§ **Set exercise**:
Rewrite the records from the line containing "For each instance of the rear light" through the end of the records, changing "pointer" to "marker" and leaving everything else as it is. Return only those lines.

§ **Source records**:

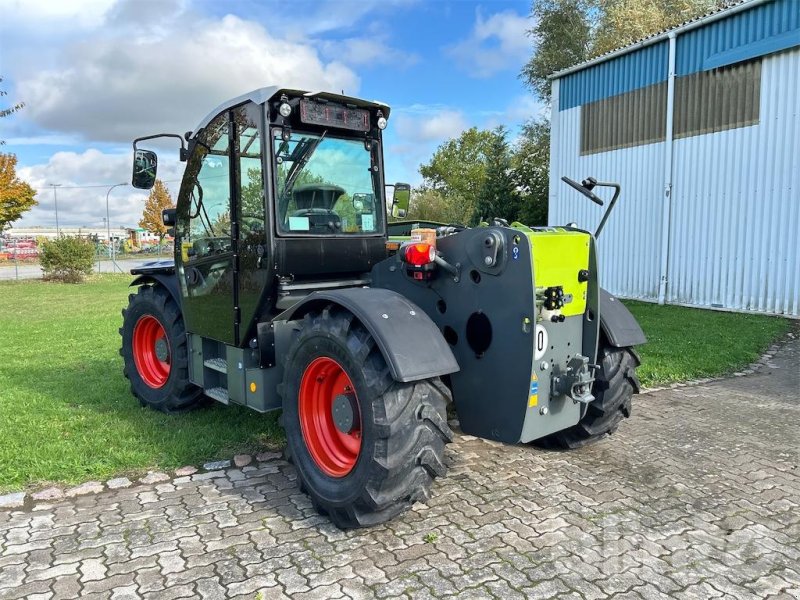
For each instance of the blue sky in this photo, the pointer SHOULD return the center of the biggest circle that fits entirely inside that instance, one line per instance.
(96, 73)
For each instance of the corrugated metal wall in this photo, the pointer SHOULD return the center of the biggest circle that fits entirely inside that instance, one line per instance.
(629, 245)
(734, 240)
(735, 218)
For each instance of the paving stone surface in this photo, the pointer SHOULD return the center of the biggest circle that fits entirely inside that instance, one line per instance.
(696, 496)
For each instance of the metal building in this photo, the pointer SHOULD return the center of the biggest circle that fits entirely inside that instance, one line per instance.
(701, 126)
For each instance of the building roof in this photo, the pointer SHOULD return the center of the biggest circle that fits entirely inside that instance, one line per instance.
(733, 6)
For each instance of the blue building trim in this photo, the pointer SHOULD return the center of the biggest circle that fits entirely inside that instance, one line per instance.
(764, 29)
(616, 76)
(758, 31)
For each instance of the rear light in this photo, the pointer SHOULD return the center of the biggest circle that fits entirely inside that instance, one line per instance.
(418, 254)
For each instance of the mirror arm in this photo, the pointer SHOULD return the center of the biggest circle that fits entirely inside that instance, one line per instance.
(611, 204)
(184, 154)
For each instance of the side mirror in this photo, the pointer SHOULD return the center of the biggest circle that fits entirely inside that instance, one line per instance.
(145, 167)
(168, 216)
(400, 200)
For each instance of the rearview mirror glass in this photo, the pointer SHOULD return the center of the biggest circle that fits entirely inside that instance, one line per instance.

§ **Answer for the task**:
For each instance of the rear light in this photo, the marker SHOULD return the center of the biggest circle that fits entirely inside that instance, one line per instance.
(418, 254)
For each instance of the mirror arm in this photo, the marker SHOULD return the center of the biggest circle that fits entirely inside that instance, one line per instance.
(611, 204)
(184, 154)
For each instance of the side mirror in this photo, the marker SHOULD return the center of the biggest circle that fits entirely inside that instance, one line per instance.
(145, 167)
(168, 216)
(400, 200)
For each instance of the rearview mirror glass in this photo, the marker SHOULD return the center of the biggest circle that fits entirely inside that instance, one line per instance.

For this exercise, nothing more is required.